[START OF Recorded data]

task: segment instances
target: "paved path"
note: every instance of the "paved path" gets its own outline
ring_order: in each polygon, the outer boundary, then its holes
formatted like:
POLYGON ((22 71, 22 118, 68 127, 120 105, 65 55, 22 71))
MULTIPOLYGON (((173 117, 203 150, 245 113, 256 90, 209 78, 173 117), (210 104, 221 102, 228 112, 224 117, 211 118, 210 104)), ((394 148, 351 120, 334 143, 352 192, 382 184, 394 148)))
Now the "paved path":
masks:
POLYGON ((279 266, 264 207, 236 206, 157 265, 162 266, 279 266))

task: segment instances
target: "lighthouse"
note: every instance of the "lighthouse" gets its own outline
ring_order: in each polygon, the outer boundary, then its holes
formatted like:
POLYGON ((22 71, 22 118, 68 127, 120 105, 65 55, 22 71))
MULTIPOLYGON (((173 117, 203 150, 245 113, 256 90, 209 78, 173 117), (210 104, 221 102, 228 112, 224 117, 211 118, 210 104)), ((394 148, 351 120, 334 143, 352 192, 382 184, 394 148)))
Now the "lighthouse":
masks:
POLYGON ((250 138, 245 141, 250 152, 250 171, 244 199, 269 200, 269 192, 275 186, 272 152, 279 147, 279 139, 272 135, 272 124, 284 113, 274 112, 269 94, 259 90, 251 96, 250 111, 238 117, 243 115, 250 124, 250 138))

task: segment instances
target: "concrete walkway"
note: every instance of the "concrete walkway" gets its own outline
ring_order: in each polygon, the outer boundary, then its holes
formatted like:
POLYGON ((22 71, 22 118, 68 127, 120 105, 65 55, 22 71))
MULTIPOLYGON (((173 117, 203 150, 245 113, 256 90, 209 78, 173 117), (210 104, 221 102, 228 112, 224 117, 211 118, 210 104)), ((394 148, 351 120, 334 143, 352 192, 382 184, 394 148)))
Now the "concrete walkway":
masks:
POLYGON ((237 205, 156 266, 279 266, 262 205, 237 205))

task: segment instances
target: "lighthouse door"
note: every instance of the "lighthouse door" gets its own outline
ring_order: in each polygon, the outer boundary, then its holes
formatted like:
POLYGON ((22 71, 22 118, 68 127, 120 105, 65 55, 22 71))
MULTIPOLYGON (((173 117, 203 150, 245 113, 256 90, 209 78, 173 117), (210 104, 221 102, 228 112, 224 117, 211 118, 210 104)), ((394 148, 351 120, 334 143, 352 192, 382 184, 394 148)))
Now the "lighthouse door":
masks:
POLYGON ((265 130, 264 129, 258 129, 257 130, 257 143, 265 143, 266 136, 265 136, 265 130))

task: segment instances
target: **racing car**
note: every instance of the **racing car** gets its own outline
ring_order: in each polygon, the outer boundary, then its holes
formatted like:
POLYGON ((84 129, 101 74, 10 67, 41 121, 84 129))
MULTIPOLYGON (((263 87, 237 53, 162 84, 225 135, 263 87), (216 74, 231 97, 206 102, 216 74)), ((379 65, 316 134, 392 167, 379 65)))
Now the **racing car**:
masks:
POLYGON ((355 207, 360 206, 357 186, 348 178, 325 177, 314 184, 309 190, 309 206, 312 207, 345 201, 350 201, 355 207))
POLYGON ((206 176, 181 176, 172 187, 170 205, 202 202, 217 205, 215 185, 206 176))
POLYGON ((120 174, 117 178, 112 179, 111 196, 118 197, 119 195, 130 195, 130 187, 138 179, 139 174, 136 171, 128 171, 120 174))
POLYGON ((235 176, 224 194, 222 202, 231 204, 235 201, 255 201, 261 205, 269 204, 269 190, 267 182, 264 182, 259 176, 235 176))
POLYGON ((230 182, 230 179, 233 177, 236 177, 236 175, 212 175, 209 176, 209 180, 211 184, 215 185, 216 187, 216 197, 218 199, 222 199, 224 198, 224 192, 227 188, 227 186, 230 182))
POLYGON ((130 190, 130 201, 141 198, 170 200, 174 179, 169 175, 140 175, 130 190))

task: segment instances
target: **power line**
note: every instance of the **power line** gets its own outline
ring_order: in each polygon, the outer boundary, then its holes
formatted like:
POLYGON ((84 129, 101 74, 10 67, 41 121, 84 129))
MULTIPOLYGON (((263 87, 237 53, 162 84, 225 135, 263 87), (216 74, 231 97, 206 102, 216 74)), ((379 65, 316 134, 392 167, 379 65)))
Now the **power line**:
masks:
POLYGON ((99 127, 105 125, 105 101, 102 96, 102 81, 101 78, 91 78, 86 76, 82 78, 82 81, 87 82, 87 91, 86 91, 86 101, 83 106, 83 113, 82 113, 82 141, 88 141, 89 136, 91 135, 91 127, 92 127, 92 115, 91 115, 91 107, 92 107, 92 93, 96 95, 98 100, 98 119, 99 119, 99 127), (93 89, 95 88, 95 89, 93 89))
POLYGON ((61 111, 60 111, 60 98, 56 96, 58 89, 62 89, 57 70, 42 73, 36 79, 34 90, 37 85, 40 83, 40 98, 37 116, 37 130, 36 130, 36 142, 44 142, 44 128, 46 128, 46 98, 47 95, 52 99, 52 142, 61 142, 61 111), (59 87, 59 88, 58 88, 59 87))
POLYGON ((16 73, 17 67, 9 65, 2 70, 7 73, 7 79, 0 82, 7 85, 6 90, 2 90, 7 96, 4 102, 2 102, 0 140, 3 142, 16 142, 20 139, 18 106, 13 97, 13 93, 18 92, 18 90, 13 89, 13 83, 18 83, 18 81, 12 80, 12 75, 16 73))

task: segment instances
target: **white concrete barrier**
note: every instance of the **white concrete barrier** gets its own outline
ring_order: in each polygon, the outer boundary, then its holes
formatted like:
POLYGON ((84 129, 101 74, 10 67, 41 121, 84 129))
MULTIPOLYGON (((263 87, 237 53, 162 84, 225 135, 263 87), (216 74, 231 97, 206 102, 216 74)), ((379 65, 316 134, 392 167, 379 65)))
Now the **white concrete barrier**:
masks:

[END OF Recorded data]

The request: Print all of the entries exactly as they appear.

Exercise result:
task: segment instances
target: "paved path"
note: every instance of the "paved path" gets its own outline
ring_order: in each polygon, the outer boundary, then its holes
formatted like:
POLYGON ((22 71, 22 118, 68 127, 120 105, 65 55, 22 71))
MULTIPOLYGON (((173 117, 203 150, 245 113, 256 90, 209 78, 173 117), (210 104, 221 102, 228 112, 224 117, 211 118, 210 104)), ((394 148, 351 120, 334 143, 352 192, 382 184, 394 148)))
Now the "paved path":
masks:
POLYGON ((279 266, 264 207, 236 206, 157 265, 162 266, 279 266))

task: segment instances
target: "lighthouse"
note: every instance of the "lighthouse" gets its own outline
ring_order: in each polygon, the outer boundary, then its holes
formatted like:
POLYGON ((22 71, 22 118, 68 127, 120 105, 65 55, 22 71))
MULTIPOLYGON (((173 117, 203 150, 245 113, 256 90, 209 78, 173 117), (210 104, 221 102, 228 112, 224 117, 211 118, 210 104)), ((394 148, 351 120, 334 143, 352 192, 382 184, 394 148)))
Now the "lighthouse":
masks:
POLYGON ((250 138, 245 141, 250 152, 250 171, 244 199, 269 200, 269 192, 275 186, 272 152, 279 147, 279 139, 272 135, 272 124, 284 113, 274 112, 269 94, 259 90, 251 96, 250 111, 238 117, 243 115, 250 124, 250 138))

task: segment instances
target: "concrete walkway"
note: every instance of the "concrete walkway" gets its own outline
ring_order: in each polygon, the outer boundary, then its holes
formatted like:
POLYGON ((22 71, 22 118, 68 127, 120 105, 65 55, 22 71))
MULTIPOLYGON (((173 117, 203 150, 245 113, 256 90, 209 78, 173 117), (210 104, 221 102, 228 112, 224 117, 211 118, 210 104)), ((394 148, 351 120, 334 143, 352 192, 382 184, 394 148)))
Now the "concrete walkway":
masks:
POLYGON ((237 205, 156 266, 279 266, 262 205, 237 205))

task: segment instances
target: "lighthouse door"
note: every instance of the "lighthouse door" gets its own outline
ring_order: in each polygon, the outer boundary, then its holes
formatted like:
POLYGON ((22 71, 22 118, 68 127, 120 105, 65 55, 22 71))
MULTIPOLYGON (((173 117, 203 150, 245 113, 256 90, 209 78, 173 117), (210 104, 221 102, 228 112, 224 117, 211 118, 210 104)), ((394 148, 351 120, 334 143, 352 192, 382 184, 394 148)))
Now the "lighthouse door":
masks:
POLYGON ((265 130, 264 129, 258 129, 257 130, 257 143, 265 143, 266 136, 265 136, 265 130))

task: segment instances
target: **racing car**
note: every instance of the **racing car** gets its own outline
ring_order: in each polygon, the outer boundary, then its holes
formatted like:
POLYGON ((84 129, 101 74, 10 67, 41 121, 84 129))
MULTIPOLYGON (((263 87, 237 53, 162 84, 225 135, 263 87), (216 74, 231 97, 206 102, 216 74)), ((379 65, 316 134, 392 167, 379 65)))
Now the **racing car**:
masks:
POLYGON ((355 207, 360 206, 357 186, 348 178, 325 177, 314 184, 309 190, 309 206, 312 207, 345 201, 350 201, 355 207))
POLYGON ((206 176, 181 176, 172 187, 170 205, 202 202, 217 205, 215 185, 206 176))
POLYGON ((120 174, 117 178, 112 179, 111 196, 118 197, 119 195, 130 195, 130 187, 138 179, 139 174, 136 171, 128 171, 120 174))
POLYGON ((235 176, 224 194, 222 202, 231 204, 235 201, 255 201, 261 205, 269 204, 269 190, 267 182, 264 182, 259 176, 235 176))
POLYGON ((230 182, 230 179, 233 177, 236 177, 236 175, 212 175, 209 176, 209 180, 211 184, 215 185, 216 187, 216 197, 218 199, 222 199, 224 198, 224 192, 227 188, 227 186, 230 182))
POLYGON ((130 190, 130 201, 141 198, 170 200, 174 179, 169 175, 140 175, 130 190))

task: segment instances
target: **power line**
note: every instance of the **power line** gets its own outline
ring_order: in each polygon, the outer boundary, then its holes
formatted like:
POLYGON ((84 129, 101 74, 10 67, 41 121, 84 129))
MULTIPOLYGON (((263 87, 237 53, 162 84, 225 135, 263 87), (216 74, 231 97, 206 102, 216 74)), ((379 65, 316 134, 392 167, 379 65)))
Now the **power line**:
masks:
POLYGON ((99 127, 105 125, 105 101, 102 96, 102 81, 101 78, 91 78, 86 76, 82 78, 82 81, 87 82, 87 91, 86 91, 86 101, 83 106, 83 113, 82 113, 82 141, 88 141, 89 136, 91 135, 91 127, 92 127, 92 115, 91 115, 91 107, 92 107, 92 93, 96 95, 98 100, 98 119, 99 119, 99 127), (93 89, 95 88, 95 89, 93 89))
POLYGON ((61 111, 60 111, 60 98, 56 96, 58 89, 62 89, 57 70, 42 73, 36 79, 34 90, 37 85, 40 83, 40 98, 37 116, 37 130, 36 130, 36 142, 44 142, 44 128, 46 128, 46 98, 47 95, 52 99, 52 142, 61 142, 61 111), (59 87, 59 88, 58 88, 59 87))
POLYGON ((16 73, 17 67, 9 65, 2 70, 7 73, 7 79, 0 82, 7 85, 6 90, 2 90, 7 96, 4 102, 2 102, 0 140, 3 142, 16 142, 20 139, 18 106, 13 97, 13 93, 18 92, 18 90, 13 89, 13 83, 18 83, 18 81, 12 80, 12 75, 16 73))

task: segment instances
target: **white concrete barrier**
note: every instance of the **white concrete barrier** gets its own outline
ring_order: in each polygon, the outer boundary, then its holes
formatted like:
POLYGON ((84 129, 101 74, 10 67, 41 121, 84 129))
MULTIPOLYGON (((263 87, 237 53, 162 84, 225 135, 263 87), (216 74, 231 97, 206 102, 216 74)), ((379 65, 316 134, 392 167, 379 65)))
Now the **white concrete barrier**:
masks:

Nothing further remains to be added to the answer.